What you need to do — Repeat word for word the lines from the one holding "Indicate the green field" through the end, both ends included, and leave out every picture.

··· Data lines

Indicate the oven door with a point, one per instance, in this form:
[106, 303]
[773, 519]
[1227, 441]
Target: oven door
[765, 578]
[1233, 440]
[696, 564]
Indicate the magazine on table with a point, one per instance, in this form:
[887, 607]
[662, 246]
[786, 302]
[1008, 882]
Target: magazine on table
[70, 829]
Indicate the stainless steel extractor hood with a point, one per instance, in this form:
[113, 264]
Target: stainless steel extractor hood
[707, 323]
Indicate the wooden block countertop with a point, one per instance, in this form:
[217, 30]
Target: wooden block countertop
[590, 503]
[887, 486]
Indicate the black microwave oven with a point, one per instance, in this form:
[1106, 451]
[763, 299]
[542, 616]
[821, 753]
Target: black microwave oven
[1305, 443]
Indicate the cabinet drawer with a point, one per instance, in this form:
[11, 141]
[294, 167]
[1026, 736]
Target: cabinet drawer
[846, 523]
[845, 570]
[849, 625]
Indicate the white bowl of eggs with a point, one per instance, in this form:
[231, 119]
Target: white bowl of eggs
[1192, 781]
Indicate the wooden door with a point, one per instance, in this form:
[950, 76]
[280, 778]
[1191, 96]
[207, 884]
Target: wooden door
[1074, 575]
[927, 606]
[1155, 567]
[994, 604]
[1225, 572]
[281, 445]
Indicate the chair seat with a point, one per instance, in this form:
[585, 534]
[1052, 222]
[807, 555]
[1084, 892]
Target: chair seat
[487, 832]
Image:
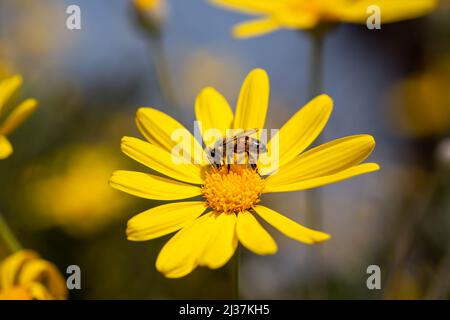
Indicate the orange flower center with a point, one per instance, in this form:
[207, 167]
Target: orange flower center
[232, 190]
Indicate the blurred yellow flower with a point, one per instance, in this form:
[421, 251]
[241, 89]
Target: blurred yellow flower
[7, 88]
[73, 192]
[25, 276]
[150, 13]
[144, 5]
[421, 103]
[307, 14]
[212, 227]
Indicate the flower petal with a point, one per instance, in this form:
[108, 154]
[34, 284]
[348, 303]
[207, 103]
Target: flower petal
[11, 266]
[153, 187]
[8, 87]
[253, 236]
[166, 132]
[6, 148]
[325, 160]
[254, 7]
[180, 254]
[291, 228]
[18, 116]
[255, 28]
[324, 180]
[253, 101]
[41, 271]
[302, 129]
[222, 244]
[160, 160]
[391, 11]
[163, 220]
[213, 111]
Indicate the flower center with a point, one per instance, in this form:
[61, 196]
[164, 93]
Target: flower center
[232, 190]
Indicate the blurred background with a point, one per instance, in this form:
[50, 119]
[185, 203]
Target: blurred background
[392, 83]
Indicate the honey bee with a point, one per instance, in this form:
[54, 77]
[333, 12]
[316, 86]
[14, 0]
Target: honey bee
[224, 151]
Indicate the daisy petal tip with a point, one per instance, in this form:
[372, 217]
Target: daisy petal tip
[322, 237]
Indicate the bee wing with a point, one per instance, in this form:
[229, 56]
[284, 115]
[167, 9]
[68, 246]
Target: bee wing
[241, 134]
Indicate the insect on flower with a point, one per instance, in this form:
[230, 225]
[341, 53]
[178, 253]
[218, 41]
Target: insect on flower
[235, 148]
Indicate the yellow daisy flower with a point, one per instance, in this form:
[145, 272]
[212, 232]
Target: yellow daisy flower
[212, 227]
[307, 14]
[25, 276]
[16, 117]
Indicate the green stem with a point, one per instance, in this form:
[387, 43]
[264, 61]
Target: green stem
[235, 275]
[8, 236]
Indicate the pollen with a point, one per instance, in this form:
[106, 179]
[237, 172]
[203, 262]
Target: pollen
[232, 190]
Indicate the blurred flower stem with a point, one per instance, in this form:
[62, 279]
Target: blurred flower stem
[313, 197]
[8, 236]
[317, 37]
[150, 18]
[162, 70]
[235, 274]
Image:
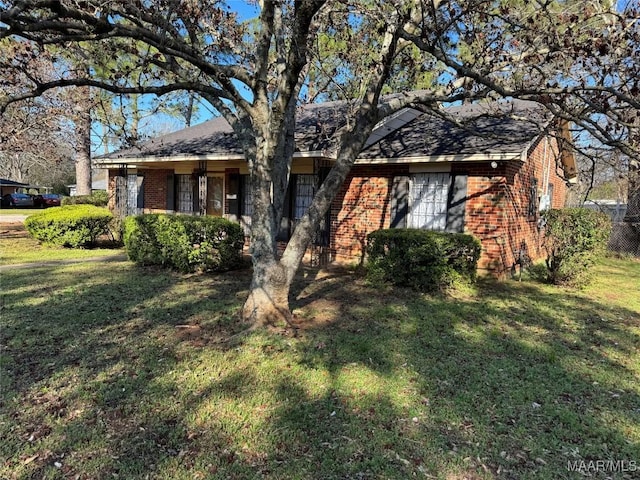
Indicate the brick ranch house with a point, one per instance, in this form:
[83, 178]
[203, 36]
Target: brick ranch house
[490, 174]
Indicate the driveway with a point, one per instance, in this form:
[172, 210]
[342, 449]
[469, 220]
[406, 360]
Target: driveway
[17, 218]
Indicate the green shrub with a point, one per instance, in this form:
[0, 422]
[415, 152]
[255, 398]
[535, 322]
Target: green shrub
[574, 239]
[184, 243]
[421, 259]
[75, 226]
[99, 198]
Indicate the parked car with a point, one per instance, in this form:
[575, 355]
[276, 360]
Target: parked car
[17, 200]
[47, 200]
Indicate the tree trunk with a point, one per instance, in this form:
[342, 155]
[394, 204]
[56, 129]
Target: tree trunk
[268, 301]
[633, 199]
[83, 142]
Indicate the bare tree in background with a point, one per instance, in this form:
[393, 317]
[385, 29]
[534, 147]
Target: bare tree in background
[577, 58]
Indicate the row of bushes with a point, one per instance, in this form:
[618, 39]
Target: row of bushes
[75, 226]
[421, 259]
[184, 243]
[574, 240]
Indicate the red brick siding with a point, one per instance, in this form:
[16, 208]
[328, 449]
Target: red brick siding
[496, 207]
[362, 206]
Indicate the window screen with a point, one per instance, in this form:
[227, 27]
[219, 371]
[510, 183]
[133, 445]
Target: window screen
[305, 186]
[245, 189]
[185, 193]
[429, 192]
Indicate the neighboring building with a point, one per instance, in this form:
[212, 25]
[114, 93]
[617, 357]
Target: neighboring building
[10, 186]
[489, 177]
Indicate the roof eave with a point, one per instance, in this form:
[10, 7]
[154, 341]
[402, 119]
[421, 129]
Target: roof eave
[450, 158]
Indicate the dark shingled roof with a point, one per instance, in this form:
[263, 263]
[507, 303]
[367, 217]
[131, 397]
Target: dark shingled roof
[498, 127]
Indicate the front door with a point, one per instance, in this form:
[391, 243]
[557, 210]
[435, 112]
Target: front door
[215, 195]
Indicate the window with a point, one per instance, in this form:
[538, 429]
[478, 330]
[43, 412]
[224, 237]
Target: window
[246, 205]
[428, 201]
[305, 186]
[532, 207]
[185, 193]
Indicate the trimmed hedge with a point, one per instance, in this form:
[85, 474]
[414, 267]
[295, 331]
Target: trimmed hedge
[424, 260]
[75, 226]
[98, 198]
[184, 243]
[574, 240]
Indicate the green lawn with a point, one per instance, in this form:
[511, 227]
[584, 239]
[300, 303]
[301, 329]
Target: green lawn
[113, 371]
[19, 211]
[16, 246]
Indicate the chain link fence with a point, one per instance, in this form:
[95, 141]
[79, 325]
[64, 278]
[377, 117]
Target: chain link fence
[625, 238]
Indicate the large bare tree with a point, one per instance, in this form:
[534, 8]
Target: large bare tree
[578, 58]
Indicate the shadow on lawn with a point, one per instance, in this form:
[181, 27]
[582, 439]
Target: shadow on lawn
[478, 387]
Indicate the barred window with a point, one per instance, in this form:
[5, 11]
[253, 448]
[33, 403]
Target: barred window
[428, 200]
[305, 187]
[532, 208]
[185, 193]
[247, 199]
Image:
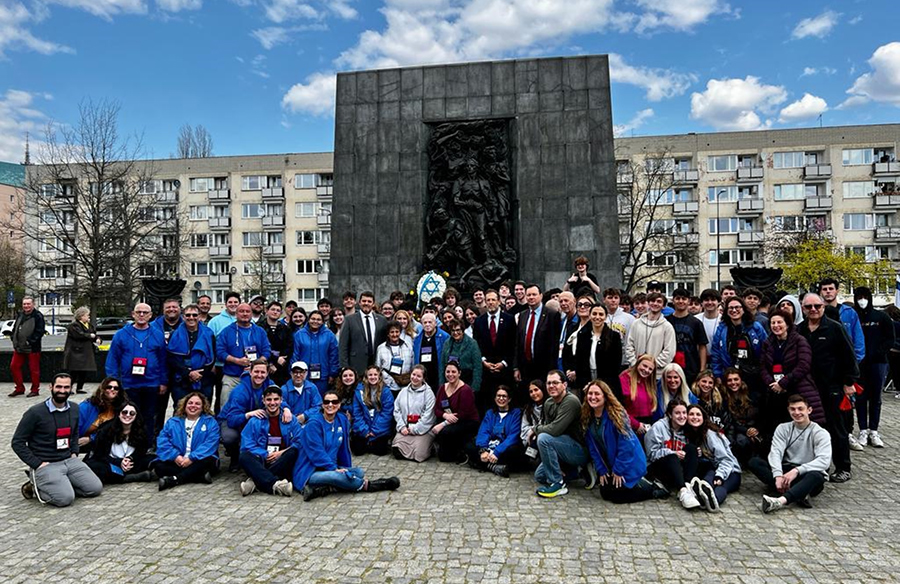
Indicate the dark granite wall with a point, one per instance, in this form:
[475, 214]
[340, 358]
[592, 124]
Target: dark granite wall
[562, 145]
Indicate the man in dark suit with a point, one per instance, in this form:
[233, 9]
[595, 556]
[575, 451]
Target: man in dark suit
[361, 334]
[495, 332]
[537, 340]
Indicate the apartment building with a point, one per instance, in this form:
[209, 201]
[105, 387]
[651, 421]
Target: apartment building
[727, 192]
[239, 221]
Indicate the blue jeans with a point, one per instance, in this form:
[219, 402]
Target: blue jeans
[352, 479]
[555, 450]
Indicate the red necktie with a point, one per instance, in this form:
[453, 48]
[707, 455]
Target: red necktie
[529, 334]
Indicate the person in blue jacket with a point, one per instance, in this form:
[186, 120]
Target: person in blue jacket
[245, 402]
[238, 345]
[301, 398]
[187, 448]
[324, 464]
[317, 346]
[137, 356]
[497, 446]
[191, 357]
[618, 463]
[269, 449]
[373, 415]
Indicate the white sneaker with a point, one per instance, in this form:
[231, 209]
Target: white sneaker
[283, 488]
[875, 439]
[687, 498]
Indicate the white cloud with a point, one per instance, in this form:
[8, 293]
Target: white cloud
[315, 96]
[179, 5]
[18, 115]
[818, 26]
[659, 83]
[808, 106]
[882, 84]
[633, 124]
[736, 104]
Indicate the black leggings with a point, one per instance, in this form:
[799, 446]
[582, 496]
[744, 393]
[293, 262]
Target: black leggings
[673, 472]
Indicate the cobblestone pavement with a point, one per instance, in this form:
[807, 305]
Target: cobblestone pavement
[447, 524]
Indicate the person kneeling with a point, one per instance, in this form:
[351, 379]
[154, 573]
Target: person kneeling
[618, 463]
[120, 448]
[324, 465]
[798, 462]
[269, 448]
[187, 448]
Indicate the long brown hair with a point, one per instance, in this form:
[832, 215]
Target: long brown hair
[614, 408]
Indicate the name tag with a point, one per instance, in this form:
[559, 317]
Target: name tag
[138, 366]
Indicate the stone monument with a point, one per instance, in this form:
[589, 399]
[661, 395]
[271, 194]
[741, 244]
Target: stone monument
[485, 171]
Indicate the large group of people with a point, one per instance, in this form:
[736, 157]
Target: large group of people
[579, 386]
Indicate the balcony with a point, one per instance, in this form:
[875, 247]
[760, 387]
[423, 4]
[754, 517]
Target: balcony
[751, 206]
[751, 238]
[817, 205]
[682, 208]
[220, 222]
[686, 177]
[886, 169]
[686, 239]
[817, 172]
[273, 221]
[220, 279]
[750, 174]
[887, 233]
[273, 193]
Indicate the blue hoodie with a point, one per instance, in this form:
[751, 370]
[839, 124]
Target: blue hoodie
[233, 340]
[129, 344]
[317, 348]
[323, 447]
[172, 441]
[505, 431]
[255, 435]
[243, 399]
[307, 403]
[624, 451]
[377, 422]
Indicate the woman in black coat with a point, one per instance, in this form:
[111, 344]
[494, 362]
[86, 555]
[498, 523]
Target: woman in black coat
[606, 346]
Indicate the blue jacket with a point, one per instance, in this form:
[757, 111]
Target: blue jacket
[243, 399]
[182, 358]
[255, 435]
[172, 441]
[721, 358]
[308, 403]
[624, 451]
[318, 348]
[440, 338]
[850, 320]
[233, 340]
[505, 431]
[379, 422]
[128, 345]
[323, 446]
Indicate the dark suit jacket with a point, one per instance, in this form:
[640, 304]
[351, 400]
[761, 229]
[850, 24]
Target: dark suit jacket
[353, 350]
[546, 344]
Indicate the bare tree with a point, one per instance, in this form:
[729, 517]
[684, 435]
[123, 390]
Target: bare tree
[194, 142]
[95, 219]
[655, 225]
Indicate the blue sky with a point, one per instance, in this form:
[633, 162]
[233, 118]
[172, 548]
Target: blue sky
[259, 74]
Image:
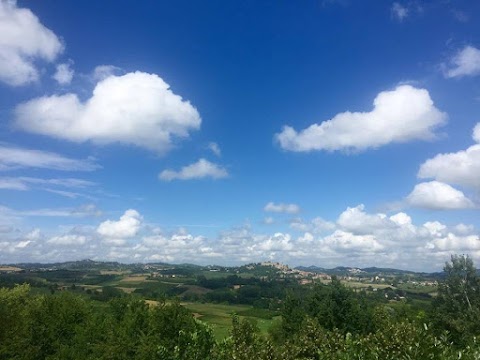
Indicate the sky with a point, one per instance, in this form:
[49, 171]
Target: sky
[327, 133]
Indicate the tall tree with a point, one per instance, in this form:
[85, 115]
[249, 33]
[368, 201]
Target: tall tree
[457, 306]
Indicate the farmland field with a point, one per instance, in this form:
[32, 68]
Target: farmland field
[219, 316]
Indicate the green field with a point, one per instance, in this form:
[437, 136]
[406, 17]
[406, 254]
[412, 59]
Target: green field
[219, 316]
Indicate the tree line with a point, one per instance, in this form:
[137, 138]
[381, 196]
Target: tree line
[324, 322]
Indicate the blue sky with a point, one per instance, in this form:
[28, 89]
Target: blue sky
[322, 132]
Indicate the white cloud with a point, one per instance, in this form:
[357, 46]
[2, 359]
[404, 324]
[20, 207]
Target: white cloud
[23, 41]
[460, 168]
[455, 243]
[102, 72]
[201, 169]
[24, 183]
[14, 157]
[213, 146]
[399, 11]
[438, 196]
[68, 240]
[282, 208]
[12, 184]
[316, 225]
[386, 241]
[63, 74]
[476, 133]
[466, 62]
[400, 115]
[127, 227]
[88, 210]
[136, 108]
[356, 220]
[268, 220]
[346, 241]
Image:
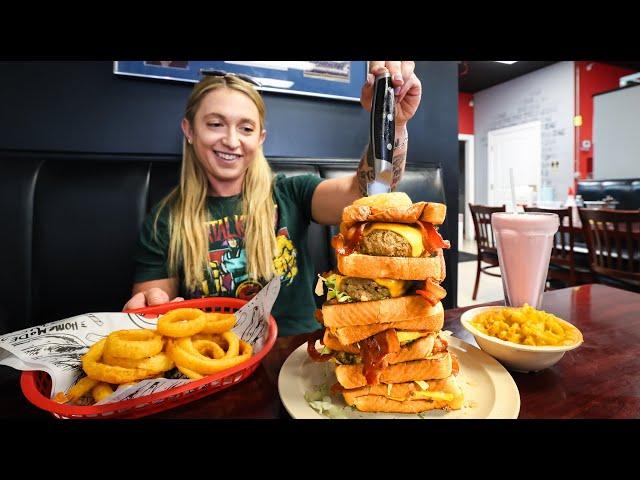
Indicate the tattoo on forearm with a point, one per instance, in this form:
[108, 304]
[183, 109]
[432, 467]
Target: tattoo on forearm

······

Output of the exercise —
Indicate the green field with a point, one per instance, in this form:
[437, 136]
[406, 17]
[406, 254]
[412, 59]
Target: green field
[219, 316]
Indicate the tree line with a point, one per instance, in this form:
[137, 138]
[381, 196]
Target: tree line
[324, 322]
Indicate the blue sky with a point, one per instance, in this form:
[28, 89]
Target: blue sky
[322, 132]
Indicate the white cloud with a point, one per instance, in this form:
[357, 46]
[2, 359]
[404, 324]
[20, 207]
Target: white cloud
[23, 41]
[460, 168]
[455, 243]
[102, 72]
[201, 169]
[24, 183]
[14, 157]
[213, 146]
[399, 11]
[438, 196]
[68, 240]
[282, 208]
[12, 184]
[316, 225]
[386, 241]
[63, 74]
[476, 133]
[466, 62]
[400, 115]
[127, 227]
[88, 210]
[136, 108]
[356, 220]
[268, 220]
[346, 241]
Image:
Indicate the tattoo on forearm with a point, one per instance, in this form:
[108, 304]
[183, 109]
[432, 467]
Target: tattoo on forearm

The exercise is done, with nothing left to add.